___ DATASET CONTENT
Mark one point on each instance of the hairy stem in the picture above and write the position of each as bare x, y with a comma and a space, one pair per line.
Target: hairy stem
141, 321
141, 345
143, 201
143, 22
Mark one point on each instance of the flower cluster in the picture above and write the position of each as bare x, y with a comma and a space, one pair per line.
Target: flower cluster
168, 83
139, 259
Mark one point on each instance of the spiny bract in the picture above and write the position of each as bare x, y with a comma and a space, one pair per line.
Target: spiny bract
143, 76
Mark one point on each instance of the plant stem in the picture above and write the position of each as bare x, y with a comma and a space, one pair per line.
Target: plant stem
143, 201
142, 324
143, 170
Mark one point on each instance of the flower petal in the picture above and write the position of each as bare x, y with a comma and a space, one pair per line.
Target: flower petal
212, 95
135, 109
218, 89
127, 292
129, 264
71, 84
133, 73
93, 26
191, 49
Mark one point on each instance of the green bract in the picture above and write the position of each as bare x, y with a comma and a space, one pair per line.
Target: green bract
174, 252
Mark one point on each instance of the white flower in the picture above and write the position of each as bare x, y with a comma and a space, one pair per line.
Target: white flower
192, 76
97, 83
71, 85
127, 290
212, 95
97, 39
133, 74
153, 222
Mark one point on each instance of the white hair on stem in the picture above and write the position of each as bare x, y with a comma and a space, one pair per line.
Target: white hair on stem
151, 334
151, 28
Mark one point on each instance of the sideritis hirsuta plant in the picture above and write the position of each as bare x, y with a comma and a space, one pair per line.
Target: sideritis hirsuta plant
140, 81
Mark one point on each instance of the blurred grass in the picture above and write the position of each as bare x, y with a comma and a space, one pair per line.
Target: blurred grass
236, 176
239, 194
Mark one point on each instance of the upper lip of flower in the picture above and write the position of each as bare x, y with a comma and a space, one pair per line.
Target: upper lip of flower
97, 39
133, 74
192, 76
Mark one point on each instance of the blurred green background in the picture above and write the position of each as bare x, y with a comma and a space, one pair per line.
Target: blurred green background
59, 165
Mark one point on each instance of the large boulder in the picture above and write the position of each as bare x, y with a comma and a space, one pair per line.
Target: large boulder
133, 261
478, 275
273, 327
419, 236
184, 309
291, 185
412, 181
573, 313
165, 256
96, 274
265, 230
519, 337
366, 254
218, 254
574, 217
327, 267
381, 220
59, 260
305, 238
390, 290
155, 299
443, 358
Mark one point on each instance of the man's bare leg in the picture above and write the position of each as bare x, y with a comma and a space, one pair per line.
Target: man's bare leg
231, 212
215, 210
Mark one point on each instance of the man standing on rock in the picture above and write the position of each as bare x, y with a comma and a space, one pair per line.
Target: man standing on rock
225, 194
______
*YOUR GOAL*
Go through the records above and retype each one exactly.

*RESPONSE TO THE TASK*
Mark one point on each instance of the hairy stem in the picture above and write the position of each as bare x, y with a comma and a space, one pair per line.
Target: hairy stem
141, 321
141, 345
143, 201
143, 22
Mark one point on each instance of the flower cluster in the picture above and write the position of each as bare x, y with a comma and a space, one pair per line.
Target: flower cluster
168, 83
139, 259
Mark one point on each instance of the spiny bract in the picture above and write the position of each as bare x, y with a comma and a space, one pair per line.
Target: spiny bract
143, 76
Mark one point on each instance of the plant stem in the picture above and write the position of each as bare x, y with a comma and a space, one pair per line.
Target: plant stem
143, 201
142, 324
143, 170
Mark one point on each instance of the flower petal in the picture above and write the position of each as bare x, y with a comma and a space, one pair per line.
Target: flower petal
212, 95
135, 109
218, 89
127, 292
129, 264
71, 84
133, 73
93, 26
191, 49
Mark one point on each instance of the green bract in the picture above and write the position of each as bare x, y with a comma and a space, one pair per line.
Target: green bract
174, 252
Mark one point on each instance of the white flower in the picture above and write the position of each as bare x, y with a comma and a space, one pair per line.
Target: white flower
192, 76
97, 83
71, 85
127, 290
212, 95
97, 39
133, 74
153, 222
Mark one point on each instance of the white hair on stem in the picture above and write the position of each as bare x, y with a comma and a space, one pair per line.
Target: white hair on stem
151, 334
151, 28
Mark one point on each instance of the sideritis hirsuta plant in the picture above and write the position of each as bare x, y with a comma and a space, one pair per line.
Target: sideritis hirsuta plant
140, 81
Mark one point on each instance of the blurred grass in the picture above and write the position of each as bare x, y with a comma and a space, one pair per line.
Target: blurred grass
236, 176
239, 194
Mark one point on each instance of the upper lip of flower in the picture above and write the position of each as bare x, y with a comma and a space, one pair per line.
Target: upper lip of flower
97, 39
133, 74
192, 76
Mark one point on each instance of the blurred green background in the picture above and write the position of each as bare x, y with a comma and a space, one pair per line.
Target: blurred green background
59, 165
Mark one point on each instance of the large boulder in the picture above and write the position of each as bare x, y with a comma and a space, one pair per line.
Target: large boulder
133, 261
478, 275
273, 327
419, 236
184, 309
291, 185
412, 181
573, 313
165, 256
96, 274
265, 230
519, 337
366, 254
218, 254
574, 217
327, 267
381, 220
59, 260
305, 238
390, 290
155, 299
443, 358
Mark one point on each instance of the man's bare leg in the picture above and write the position of each as bare x, y with a comma and a space, one pair per line.
Target: man's bare leg
231, 212
215, 210
Mark one point on each instance of the man standing on rock in the picture above and write the position of each as bare x, y with a comma and a space, one pair per line.
Target: man standing on rock
225, 194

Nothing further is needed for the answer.